---------- RECORDS TO PROCESS

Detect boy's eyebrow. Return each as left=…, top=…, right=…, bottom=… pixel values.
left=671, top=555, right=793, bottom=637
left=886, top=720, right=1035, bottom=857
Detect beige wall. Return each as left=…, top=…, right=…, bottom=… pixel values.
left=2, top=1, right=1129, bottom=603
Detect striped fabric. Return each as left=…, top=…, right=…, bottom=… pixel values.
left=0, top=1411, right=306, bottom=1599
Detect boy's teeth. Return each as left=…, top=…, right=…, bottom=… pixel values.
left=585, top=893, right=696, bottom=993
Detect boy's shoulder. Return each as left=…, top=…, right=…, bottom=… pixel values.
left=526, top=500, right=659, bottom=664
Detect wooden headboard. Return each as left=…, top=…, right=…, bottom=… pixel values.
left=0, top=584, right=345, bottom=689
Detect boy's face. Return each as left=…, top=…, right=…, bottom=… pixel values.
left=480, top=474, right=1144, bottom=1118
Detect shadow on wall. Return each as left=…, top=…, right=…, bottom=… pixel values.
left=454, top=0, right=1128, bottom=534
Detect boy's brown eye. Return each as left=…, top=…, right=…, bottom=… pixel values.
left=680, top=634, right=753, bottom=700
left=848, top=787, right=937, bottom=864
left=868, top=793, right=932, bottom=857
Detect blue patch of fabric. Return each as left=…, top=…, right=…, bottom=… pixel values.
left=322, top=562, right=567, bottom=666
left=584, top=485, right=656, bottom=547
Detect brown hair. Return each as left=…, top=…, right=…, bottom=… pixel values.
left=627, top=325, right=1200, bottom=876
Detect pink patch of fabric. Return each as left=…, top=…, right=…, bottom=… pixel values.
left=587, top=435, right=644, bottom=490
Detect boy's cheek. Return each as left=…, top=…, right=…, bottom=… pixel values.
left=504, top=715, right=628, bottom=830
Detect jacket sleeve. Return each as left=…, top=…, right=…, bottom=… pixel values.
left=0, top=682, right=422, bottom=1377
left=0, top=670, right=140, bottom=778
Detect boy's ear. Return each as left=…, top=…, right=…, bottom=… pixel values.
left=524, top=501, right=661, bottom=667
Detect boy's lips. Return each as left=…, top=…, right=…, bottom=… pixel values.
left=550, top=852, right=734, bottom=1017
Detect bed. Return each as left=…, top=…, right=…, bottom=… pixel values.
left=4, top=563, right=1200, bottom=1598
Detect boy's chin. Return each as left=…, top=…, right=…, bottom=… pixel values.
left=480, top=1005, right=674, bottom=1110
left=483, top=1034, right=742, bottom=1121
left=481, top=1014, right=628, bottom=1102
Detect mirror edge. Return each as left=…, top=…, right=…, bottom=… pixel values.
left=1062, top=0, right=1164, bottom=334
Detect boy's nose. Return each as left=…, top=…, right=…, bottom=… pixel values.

--------------------

▶ [ACTION ITEM]: You are asked to reproduce word for word the line containing "Detect pink patch" and every subsequent line through the end of the entries.

▶ [COMPLETED TASK]:
Detect pink patch of fabric. Return each as left=…, top=…, right=…, bottom=… pixel values.
left=587, top=435, right=644, bottom=490
Detect boy's cheek. Return each as left=…, top=…, right=…, bottom=… pixel values.
left=504, top=715, right=628, bottom=830
Detect jacket sleeve. Return each as left=…, top=…, right=…, bottom=… pixel values.
left=0, top=682, right=422, bottom=1377
left=0, top=670, right=140, bottom=778
Detect boy's ear. Return each as left=…, top=…, right=…, bottom=… pixel values.
left=524, top=501, right=661, bottom=667
Detect boy's lips. Return each as left=…, top=…, right=…, bottom=… pixel values.
left=550, top=852, right=734, bottom=1017
Detect bed. Return each as left=…, top=…, right=…, bottom=… pixel values.
left=4, top=563, right=1200, bottom=1598
Detect boy's chin. Return each as left=…, top=…, right=…, bottom=… pixel values.
left=480, top=1005, right=674, bottom=1110
left=483, top=1034, right=742, bottom=1121
left=481, top=1014, right=628, bottom=1102
Detect mirror edge. Return each as left=…, top=…, right=…, bottom=… pixel values.
left=1062, top=0, right=1164, bottom=334
Detect boy's nose. Return each as left=…, top=…, right=…, bottom=… pixel values.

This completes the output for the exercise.